PROBLEM TO WORK ON: Please return every line in the records that contains the word "boat".

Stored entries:
-*-

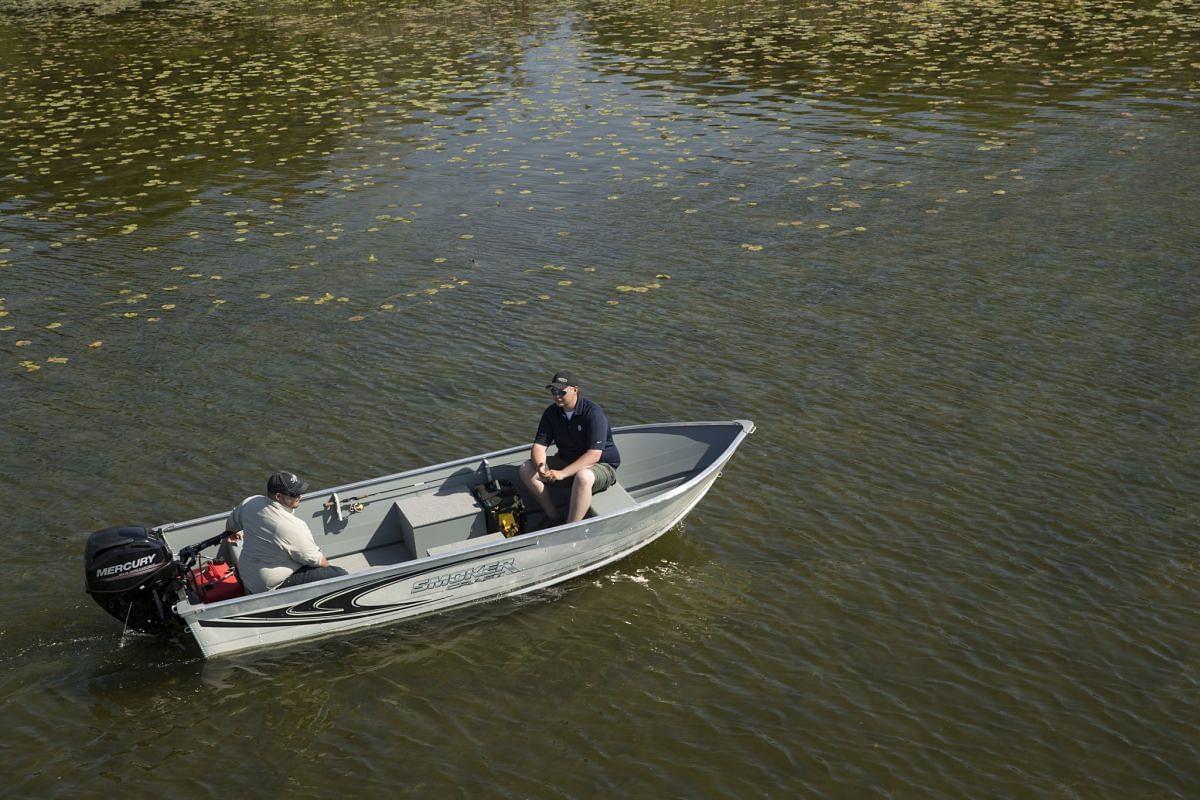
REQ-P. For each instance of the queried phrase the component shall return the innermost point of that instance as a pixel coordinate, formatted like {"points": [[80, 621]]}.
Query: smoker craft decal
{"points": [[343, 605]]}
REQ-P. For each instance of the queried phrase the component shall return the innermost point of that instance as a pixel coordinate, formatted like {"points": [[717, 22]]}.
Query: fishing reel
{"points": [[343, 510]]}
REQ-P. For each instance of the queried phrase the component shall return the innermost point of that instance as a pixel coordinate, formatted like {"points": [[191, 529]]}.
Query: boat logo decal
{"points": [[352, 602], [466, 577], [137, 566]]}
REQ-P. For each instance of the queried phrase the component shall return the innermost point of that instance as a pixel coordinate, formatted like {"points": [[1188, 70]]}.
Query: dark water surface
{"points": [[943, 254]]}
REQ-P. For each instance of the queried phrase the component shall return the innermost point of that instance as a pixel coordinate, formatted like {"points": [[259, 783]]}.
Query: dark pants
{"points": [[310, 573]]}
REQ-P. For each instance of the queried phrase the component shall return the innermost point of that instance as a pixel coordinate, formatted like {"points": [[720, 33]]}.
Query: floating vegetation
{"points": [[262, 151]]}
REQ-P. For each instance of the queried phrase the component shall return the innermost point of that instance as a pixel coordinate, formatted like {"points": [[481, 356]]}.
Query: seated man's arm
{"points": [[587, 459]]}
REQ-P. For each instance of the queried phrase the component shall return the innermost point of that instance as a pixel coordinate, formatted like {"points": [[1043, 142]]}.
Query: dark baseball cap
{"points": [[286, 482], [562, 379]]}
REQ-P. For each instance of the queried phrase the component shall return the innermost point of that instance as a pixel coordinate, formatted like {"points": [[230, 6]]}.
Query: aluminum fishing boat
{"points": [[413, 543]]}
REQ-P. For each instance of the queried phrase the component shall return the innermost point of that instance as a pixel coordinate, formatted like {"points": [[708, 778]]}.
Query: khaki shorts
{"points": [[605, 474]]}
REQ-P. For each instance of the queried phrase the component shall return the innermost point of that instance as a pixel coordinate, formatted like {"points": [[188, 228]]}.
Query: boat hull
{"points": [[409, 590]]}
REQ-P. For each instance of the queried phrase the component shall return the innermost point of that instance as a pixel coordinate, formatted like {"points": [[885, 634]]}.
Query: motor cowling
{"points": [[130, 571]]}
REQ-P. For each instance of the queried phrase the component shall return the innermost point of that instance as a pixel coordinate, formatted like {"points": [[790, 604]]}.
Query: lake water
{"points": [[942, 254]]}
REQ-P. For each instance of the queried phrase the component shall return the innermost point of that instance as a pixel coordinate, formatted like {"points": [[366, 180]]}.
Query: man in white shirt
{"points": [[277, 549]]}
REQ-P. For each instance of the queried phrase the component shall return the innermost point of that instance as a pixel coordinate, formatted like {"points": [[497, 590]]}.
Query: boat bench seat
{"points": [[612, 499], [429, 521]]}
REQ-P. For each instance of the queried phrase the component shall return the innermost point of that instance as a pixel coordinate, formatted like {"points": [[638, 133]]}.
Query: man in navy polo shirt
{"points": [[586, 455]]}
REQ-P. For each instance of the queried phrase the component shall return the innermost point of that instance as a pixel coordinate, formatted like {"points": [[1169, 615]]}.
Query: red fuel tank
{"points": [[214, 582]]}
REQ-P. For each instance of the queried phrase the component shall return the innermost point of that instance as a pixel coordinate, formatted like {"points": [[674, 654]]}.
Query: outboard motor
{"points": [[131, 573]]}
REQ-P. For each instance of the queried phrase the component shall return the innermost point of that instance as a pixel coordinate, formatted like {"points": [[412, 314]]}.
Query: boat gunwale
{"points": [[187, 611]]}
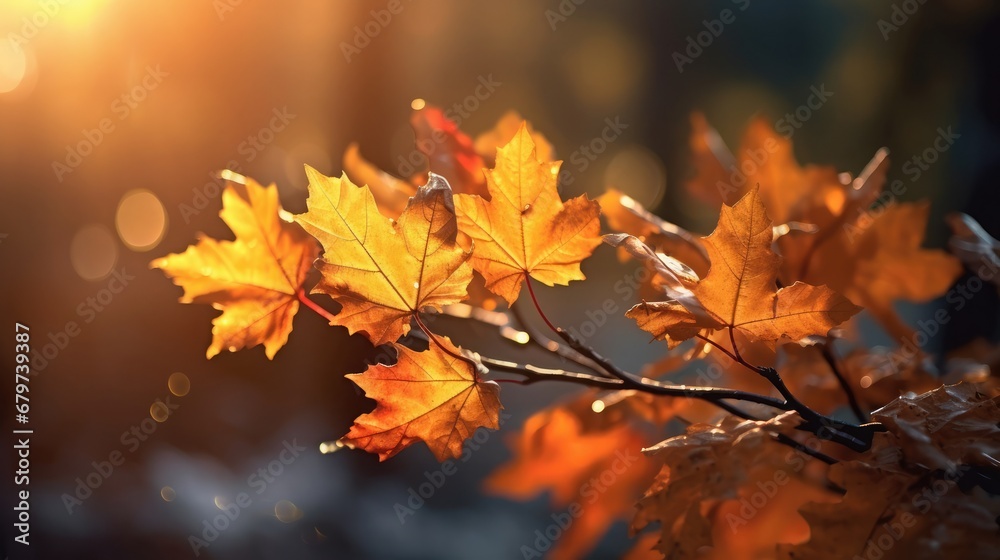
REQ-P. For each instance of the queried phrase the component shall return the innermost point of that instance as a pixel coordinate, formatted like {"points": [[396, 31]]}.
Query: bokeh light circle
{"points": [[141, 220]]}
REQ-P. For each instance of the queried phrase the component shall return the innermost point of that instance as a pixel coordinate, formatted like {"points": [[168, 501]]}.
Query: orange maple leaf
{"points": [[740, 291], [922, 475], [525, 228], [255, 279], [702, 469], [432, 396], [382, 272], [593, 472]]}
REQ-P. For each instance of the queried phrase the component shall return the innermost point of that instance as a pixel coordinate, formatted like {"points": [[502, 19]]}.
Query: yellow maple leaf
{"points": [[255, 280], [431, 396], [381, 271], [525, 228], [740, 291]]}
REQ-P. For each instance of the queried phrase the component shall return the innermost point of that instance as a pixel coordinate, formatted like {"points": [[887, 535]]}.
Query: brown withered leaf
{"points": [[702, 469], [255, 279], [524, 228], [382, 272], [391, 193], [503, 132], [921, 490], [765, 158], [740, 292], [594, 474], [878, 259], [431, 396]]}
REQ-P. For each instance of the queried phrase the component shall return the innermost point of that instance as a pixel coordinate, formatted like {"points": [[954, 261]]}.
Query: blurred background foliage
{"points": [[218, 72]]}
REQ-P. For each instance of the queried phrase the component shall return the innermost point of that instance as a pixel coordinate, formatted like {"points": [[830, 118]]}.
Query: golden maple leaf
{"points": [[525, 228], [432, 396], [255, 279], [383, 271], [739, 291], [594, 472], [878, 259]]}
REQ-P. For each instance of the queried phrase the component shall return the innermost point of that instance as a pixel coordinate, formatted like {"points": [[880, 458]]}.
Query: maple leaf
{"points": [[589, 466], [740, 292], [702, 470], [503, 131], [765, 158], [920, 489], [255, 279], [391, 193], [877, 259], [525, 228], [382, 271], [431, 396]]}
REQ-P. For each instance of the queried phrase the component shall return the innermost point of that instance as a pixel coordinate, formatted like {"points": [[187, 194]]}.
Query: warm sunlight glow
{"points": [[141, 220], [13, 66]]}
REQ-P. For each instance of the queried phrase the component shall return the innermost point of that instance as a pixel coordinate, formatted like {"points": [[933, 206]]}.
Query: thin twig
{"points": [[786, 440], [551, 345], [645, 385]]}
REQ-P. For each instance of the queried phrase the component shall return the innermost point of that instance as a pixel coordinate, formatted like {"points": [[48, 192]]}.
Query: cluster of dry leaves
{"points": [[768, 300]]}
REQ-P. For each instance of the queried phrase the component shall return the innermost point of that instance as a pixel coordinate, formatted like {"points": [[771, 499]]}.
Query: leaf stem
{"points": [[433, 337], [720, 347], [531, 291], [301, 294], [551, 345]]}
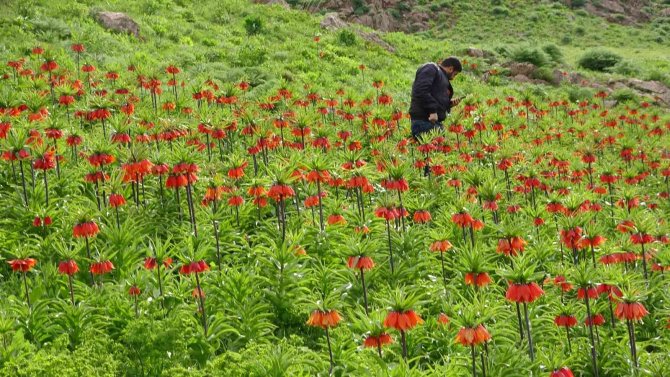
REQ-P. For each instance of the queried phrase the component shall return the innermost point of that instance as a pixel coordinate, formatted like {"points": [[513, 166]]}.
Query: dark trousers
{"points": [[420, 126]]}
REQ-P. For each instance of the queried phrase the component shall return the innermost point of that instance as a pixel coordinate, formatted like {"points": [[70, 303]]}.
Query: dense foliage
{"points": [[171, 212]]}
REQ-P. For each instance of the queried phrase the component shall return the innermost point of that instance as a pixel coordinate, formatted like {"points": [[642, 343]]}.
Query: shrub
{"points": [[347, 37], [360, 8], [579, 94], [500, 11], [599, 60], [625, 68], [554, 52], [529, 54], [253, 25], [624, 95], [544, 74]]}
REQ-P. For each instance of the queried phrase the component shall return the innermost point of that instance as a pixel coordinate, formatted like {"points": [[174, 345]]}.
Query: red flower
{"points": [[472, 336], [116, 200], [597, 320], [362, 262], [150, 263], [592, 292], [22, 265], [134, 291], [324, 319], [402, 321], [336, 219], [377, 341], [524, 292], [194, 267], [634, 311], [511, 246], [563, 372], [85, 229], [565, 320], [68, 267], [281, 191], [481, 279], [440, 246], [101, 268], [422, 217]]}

-*-

RESULT BELOW:
Query: boat logo decal
Query: aluminum fishing boat
Query: boat hull
Query: boat bench seat
Query: boat gunwale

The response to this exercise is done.